* **Task instructions**
How many lines of the material below contain the string "stem", with case counting? Reply with the number alone.

* **Provided material**

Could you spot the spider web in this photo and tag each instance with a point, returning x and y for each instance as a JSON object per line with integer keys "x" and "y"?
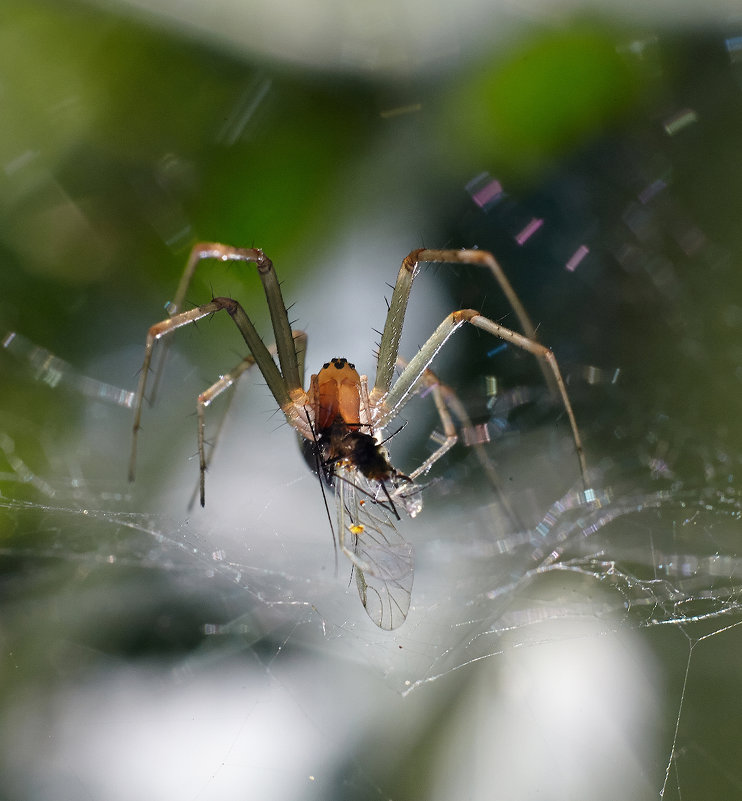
{"x": 645, "y": 552}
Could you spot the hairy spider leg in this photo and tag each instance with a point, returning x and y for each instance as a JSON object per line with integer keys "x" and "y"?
{"x": 291, "y": 401}
{"x": 203, "y": 251}
{"x": 227, "y": 381}
{"x": 390, "y": 405}
{"x": 389, "y": 345}
{"x": 446, "y": 399}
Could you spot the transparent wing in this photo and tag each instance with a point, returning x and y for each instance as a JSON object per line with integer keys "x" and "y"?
{"x": 383, "y": 561}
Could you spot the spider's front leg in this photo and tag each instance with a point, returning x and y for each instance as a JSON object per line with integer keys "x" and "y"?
{"x": 405, "y": 386}
{"x": 386, "y": 400}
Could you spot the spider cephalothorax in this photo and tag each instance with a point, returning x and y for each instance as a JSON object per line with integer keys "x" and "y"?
{"x": 343, "y": 421}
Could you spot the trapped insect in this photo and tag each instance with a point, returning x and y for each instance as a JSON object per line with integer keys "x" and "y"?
{"x": 343, "y": 420}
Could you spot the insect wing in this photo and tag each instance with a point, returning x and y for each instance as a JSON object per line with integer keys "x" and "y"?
{"x": 383, "y": 561}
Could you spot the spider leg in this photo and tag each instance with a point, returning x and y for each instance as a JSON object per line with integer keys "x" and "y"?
{"x": 405, "y": 386}
{"x": 202, "y": 251}
{"x": 389, "y": 346}
{"x": 447, "y": 402}
{"x": 228, "y": 381}
{"x": 272, "y": 375}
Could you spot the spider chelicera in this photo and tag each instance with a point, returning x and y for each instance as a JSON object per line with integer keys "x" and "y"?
{"x": 343, "y": 420}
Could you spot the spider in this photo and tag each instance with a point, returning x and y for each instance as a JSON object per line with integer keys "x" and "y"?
{"x": 342, "y": 419}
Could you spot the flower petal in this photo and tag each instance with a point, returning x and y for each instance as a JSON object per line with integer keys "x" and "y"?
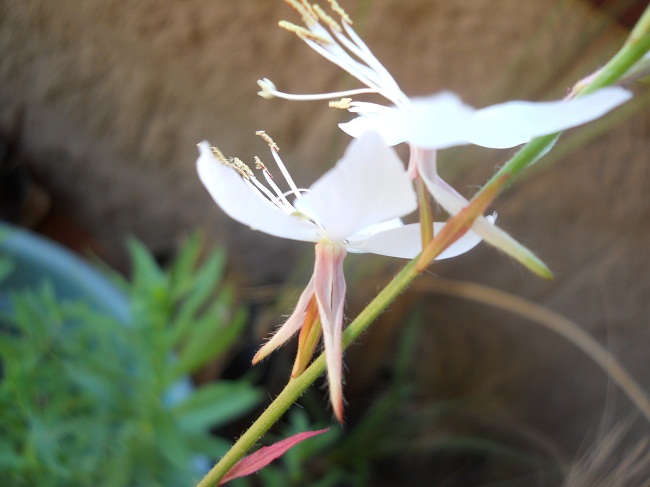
{"x": 516, "y": 122}
{"x": 406, "y": 242}
{"x": 329, "y": 285}
{"x": 368, "y": 185}
{"x": 438, "y": 121}
{"x": 243, "y": 204}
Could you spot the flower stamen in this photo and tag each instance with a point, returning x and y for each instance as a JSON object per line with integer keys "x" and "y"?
{"x": 303, "y": 33}
{"x": 339, "y": 10}
{"x": 342, "y": 104}
{"x": 268, "y": 140}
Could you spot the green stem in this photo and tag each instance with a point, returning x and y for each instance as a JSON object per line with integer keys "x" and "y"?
{"x": 635, "y": 47}
{"x": 296, "y": 387}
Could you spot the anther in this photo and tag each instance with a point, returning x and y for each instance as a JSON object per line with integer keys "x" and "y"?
{"x": 267, "y": 88}
{"x": 302, "y": 32}
{"x": 329, "y": 21}
{"x": 268, "y": 140}
{"x": 342, "y": 104}
{"x": 260, "y": 166}
{"x": 339, "y": 10}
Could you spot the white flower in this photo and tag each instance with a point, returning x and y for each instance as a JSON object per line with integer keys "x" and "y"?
{"x": 354, "y": 207}
{"x": 438, "y": 121}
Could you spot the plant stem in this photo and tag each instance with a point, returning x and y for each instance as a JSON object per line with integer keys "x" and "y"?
{"x": 635, "y": 47}
{"x": 297, "y": 386}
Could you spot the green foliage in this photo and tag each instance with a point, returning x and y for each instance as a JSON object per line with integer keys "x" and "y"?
{"x": 87, "y": 400}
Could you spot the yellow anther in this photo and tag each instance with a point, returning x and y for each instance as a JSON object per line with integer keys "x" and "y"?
{"x": 329, "y": 21}
{"x": 239, "y": 166}
{"x": 342, "y": 104}
{"x": 268, "y": 140}
{"x": 260, "y": 166}
{"x": 337, "y": 9}
{"x": 302, "y": 32}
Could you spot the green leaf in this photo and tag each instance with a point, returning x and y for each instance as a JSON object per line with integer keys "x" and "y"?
{"x": 209, "y": 339}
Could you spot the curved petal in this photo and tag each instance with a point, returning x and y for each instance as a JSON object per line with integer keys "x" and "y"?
{"x": 516, "y": 122}
{"x": 405, "y": 242}
{"x": 438, "y": 121}
{"x": 243, "y": 204}
{"x": 368, "y": 185}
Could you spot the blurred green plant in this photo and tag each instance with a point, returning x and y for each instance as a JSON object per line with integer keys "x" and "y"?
{"x": 88, "y": 400}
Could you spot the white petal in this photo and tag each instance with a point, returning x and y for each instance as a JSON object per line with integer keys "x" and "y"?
{"x": 368, "y": 186}
{"x": 438, "y": 121}
{"x": 516, "y": 122}
{"x": 405, "y": 242}
{"x": 246, "y": 206}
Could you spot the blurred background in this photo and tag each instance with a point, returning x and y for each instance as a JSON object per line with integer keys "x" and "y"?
{"x": 102, "y": 104}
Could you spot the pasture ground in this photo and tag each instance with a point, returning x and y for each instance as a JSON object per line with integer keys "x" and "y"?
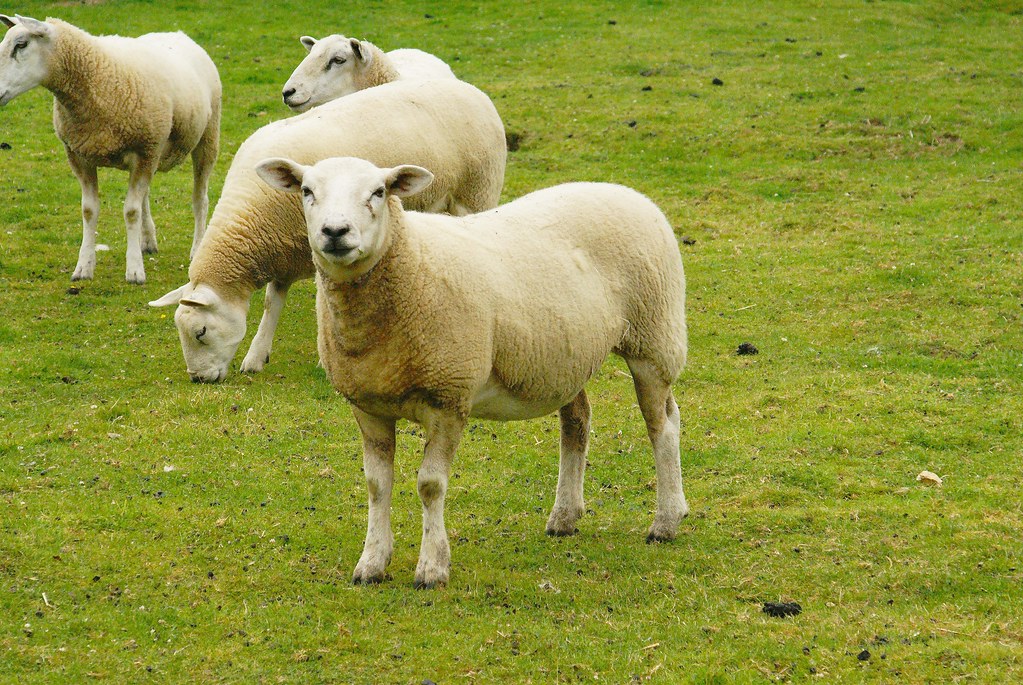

* **Output below**
2